Hi everyone, I'm working on updating superset to v...
# plugins-general
j
Hi everyone, I'm working on updating superset to v2.0.2 and for whatever reason meltano seems to be installing superset inside of python 3.10, which is not compatible with superset. My docker container is built on a 3.9 image but for some reason only superset seems to be trying to install inside 3.10?? Am I going crazy?
relevant error:
Copy code
Utility 'superset' could not be installed: failed to install plugin 'superset'.
  error: subprocess-exited-with-error
  
  × pip subprocess to install build dependencies did not run successfully.
  │ exit code: 1
  ╰─> [944 lines of output]
      Ignoring numpy: markers 'python_version < "3.9"' don't match your environment
relevant superset config:
Copy code
utilities:
    - name: superset
      variant: apache
      pip_url: apache-superset>=2.0.0 markupsafe==2.0.1 Werkzeug==2.0.3 WTForms==2.3.0 duckdb-engine==0.6.4 cryptography==3.4.7
      config:
        ENABLE_PROXY_FIX: true
e
It seems that numpy (transitive dep of superset) requires Python <= 3.8, but you’re on 3.9
(you could try
meltano install --force
to ignore the python version marker, but I don’t know if that will then cause pip to try building the numpy binary 🤔)
j
ok super odd bc I get this error down below in the logs:
Copy code
setup.py:67: RuntimeWarning: NumPy 1.19.4 may not yet support Python 3.10.
c
Superset 2.0.2 runs perfectly fine on Python 3.10
NumPy 1.19.4
That sounds like an incorrect numpy version ...
e
Right, one of the other deps (e.g.

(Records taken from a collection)
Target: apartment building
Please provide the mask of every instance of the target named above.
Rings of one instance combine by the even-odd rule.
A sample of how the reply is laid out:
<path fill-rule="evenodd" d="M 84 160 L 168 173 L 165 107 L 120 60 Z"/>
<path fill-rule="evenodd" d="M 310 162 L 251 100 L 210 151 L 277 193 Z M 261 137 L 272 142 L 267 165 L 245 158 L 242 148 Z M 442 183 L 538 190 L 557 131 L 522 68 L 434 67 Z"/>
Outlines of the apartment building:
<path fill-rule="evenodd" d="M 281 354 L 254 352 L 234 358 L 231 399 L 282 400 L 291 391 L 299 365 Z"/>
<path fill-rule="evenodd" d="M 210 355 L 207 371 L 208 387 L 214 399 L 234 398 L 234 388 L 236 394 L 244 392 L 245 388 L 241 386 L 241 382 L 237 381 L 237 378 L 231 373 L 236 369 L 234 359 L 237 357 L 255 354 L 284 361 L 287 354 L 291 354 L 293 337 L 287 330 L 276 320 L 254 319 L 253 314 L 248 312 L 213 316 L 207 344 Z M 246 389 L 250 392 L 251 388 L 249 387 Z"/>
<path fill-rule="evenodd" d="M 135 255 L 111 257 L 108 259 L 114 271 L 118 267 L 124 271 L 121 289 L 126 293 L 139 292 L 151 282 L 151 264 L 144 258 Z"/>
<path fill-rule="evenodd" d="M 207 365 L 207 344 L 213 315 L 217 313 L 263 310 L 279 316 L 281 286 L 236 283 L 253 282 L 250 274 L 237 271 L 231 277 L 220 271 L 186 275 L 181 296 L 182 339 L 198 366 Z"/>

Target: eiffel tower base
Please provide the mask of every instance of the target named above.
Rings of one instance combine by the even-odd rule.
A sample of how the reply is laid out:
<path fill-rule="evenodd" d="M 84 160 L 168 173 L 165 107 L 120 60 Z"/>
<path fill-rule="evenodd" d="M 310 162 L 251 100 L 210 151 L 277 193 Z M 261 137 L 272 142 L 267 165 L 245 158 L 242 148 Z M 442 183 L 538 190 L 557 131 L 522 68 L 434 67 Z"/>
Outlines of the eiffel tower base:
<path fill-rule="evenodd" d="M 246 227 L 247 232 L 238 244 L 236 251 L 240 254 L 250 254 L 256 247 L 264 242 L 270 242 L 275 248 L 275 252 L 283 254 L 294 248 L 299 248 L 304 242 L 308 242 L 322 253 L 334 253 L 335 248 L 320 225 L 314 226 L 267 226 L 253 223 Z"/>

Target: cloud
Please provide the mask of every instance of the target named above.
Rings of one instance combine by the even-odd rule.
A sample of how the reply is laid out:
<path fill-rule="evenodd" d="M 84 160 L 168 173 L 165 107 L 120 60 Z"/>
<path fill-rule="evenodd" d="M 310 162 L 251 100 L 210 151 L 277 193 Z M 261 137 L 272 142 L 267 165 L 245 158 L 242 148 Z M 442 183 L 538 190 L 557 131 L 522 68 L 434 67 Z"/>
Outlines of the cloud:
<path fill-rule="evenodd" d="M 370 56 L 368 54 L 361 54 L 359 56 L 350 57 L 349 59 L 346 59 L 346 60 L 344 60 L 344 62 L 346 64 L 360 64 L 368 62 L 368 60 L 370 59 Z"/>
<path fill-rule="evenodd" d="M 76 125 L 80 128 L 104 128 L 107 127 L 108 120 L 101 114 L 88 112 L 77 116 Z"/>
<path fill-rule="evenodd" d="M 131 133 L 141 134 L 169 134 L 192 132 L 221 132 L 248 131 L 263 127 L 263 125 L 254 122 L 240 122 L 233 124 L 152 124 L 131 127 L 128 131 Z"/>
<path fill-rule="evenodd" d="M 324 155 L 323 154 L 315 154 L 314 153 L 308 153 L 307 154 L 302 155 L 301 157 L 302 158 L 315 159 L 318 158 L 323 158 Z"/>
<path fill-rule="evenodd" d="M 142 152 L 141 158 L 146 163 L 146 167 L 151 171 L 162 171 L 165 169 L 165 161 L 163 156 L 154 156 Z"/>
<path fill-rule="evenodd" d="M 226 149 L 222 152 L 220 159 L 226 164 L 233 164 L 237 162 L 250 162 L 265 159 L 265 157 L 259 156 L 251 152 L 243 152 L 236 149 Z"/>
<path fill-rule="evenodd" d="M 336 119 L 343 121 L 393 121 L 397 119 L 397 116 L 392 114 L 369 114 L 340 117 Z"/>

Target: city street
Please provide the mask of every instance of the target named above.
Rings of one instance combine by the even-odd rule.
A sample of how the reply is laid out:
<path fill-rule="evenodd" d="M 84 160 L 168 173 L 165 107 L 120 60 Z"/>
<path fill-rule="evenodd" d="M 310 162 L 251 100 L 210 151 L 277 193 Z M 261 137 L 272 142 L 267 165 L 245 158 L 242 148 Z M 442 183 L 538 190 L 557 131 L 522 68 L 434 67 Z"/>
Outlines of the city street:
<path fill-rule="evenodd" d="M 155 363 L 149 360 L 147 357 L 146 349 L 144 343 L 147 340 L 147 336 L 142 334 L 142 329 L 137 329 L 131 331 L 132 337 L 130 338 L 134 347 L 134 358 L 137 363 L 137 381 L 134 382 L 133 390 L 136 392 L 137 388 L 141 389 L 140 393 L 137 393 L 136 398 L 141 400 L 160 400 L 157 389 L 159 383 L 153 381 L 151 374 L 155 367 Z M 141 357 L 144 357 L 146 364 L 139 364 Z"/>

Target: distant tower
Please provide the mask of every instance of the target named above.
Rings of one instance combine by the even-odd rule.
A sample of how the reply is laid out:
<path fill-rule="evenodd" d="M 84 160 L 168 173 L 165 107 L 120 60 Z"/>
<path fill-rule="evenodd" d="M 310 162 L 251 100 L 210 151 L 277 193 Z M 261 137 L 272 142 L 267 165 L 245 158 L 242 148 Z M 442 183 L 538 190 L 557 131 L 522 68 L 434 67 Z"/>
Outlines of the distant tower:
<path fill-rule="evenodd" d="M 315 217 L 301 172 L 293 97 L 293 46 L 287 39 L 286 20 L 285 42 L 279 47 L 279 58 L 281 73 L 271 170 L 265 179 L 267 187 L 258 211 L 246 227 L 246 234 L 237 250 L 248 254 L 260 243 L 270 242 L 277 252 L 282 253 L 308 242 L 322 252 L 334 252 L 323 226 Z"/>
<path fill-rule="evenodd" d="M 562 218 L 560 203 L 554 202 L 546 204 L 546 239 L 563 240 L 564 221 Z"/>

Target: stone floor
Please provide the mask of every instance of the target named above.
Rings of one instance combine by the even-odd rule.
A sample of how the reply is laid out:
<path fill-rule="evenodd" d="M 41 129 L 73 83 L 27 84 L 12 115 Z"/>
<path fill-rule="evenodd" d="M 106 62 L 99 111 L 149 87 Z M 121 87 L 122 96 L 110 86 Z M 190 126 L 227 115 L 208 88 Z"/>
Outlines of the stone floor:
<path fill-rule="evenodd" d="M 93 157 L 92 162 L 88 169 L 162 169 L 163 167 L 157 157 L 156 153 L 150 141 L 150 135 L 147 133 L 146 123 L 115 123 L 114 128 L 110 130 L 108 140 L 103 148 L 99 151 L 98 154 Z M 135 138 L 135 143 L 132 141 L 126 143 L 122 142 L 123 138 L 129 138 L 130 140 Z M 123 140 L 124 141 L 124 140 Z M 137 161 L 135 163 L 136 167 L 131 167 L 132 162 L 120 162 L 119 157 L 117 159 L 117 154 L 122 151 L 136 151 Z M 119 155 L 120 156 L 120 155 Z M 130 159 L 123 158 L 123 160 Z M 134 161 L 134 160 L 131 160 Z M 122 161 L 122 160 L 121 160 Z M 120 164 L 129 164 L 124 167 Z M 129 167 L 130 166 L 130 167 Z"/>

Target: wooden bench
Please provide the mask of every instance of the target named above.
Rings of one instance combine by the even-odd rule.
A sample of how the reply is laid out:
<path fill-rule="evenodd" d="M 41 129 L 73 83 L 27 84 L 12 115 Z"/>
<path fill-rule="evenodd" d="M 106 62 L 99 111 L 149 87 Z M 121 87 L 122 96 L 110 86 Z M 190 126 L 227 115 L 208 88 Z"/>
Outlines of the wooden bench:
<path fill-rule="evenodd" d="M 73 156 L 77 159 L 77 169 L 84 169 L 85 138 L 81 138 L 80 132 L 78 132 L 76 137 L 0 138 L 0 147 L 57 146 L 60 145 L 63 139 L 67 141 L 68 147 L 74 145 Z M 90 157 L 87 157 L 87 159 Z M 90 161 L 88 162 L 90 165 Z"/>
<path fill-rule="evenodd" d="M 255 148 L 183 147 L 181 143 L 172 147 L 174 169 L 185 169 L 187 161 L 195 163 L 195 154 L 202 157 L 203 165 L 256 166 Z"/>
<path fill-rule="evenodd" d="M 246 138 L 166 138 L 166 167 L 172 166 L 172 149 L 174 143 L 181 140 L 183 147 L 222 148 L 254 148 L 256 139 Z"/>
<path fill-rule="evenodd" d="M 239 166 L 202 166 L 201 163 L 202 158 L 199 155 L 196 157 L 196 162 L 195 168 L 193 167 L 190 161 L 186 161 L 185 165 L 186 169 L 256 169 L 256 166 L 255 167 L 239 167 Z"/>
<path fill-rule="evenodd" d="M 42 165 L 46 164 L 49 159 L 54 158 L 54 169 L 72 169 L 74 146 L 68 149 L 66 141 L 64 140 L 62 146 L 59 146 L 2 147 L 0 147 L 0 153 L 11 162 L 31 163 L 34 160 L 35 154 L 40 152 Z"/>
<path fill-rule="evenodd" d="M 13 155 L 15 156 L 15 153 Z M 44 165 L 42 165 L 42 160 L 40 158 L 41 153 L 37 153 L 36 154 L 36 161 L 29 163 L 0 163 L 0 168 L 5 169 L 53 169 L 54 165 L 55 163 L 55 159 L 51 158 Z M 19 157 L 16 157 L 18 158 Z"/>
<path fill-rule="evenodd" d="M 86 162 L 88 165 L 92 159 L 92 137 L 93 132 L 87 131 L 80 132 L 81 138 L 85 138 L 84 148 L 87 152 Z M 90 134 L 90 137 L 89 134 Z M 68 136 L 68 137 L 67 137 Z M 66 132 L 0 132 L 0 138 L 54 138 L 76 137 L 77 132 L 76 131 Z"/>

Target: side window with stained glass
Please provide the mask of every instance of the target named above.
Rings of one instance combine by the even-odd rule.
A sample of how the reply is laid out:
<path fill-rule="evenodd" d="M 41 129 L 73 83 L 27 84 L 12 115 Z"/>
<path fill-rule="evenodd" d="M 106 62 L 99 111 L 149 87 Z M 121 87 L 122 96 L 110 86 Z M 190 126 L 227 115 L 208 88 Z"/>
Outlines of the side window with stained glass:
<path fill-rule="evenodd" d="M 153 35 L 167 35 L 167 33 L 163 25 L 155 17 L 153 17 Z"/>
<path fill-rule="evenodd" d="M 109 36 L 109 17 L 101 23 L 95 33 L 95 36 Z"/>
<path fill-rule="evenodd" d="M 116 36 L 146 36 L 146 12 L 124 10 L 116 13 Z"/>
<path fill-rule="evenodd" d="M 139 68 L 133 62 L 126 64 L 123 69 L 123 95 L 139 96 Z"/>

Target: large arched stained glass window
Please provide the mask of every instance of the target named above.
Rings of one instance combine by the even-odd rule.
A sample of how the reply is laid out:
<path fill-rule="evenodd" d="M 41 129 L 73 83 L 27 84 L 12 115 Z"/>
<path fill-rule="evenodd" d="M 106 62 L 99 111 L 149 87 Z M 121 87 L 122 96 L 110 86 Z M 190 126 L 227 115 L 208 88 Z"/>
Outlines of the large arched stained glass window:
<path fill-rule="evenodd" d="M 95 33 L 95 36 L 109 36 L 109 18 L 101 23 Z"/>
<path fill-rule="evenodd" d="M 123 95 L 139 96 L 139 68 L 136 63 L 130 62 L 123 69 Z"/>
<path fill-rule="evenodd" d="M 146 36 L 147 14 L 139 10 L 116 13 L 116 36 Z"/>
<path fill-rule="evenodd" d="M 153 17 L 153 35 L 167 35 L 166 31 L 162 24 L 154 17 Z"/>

## Tasks to complete
1 - In the Superset install thread, which Superset version is the first poster updating to?
2 - Please write what comes next in the Superset install thread, picking up from its last line.
The listing has nothing to do with the Superset install thread.

## Responses for each task
1 - Superset v2.0.2.

2 -
duckdb-engine
) might require that older numpy
j
ok that does make sense
let me check duckdb engine etc and see if there are conflicts
c
duckdb-engine is pinned to an unsupported SQLAlchemy as well ..
e
duckdb-engine is liberal with numpy itself (
*
) but some other dep is causing numpy to resolve to 1.19.5: https://github.com/Mause/duckdb_engine/blob/f4f277cdccd10f78e3a2621a47cfc8ae95ec881f/poetry.lock#L322-L328
j
ok updating duckdb engine to latest release - 6.6
i'm not quite sure how to page through these dependencies and figure out where numpy is coming from tho
c
Well if you can somehow manage to install a working installation, you could run
pipdeptree
to analyse the dependency chain https://github.com/tox-dev/pipdeptree
j
yeah it builds on my mac inside a docker image, just failing to build in CI, which uses a slightly different image
c
Without doing an installation,
pipgrip
can actually do the dependency analysis as well ... https://github.com/ddelange/pipgrip
Boom ...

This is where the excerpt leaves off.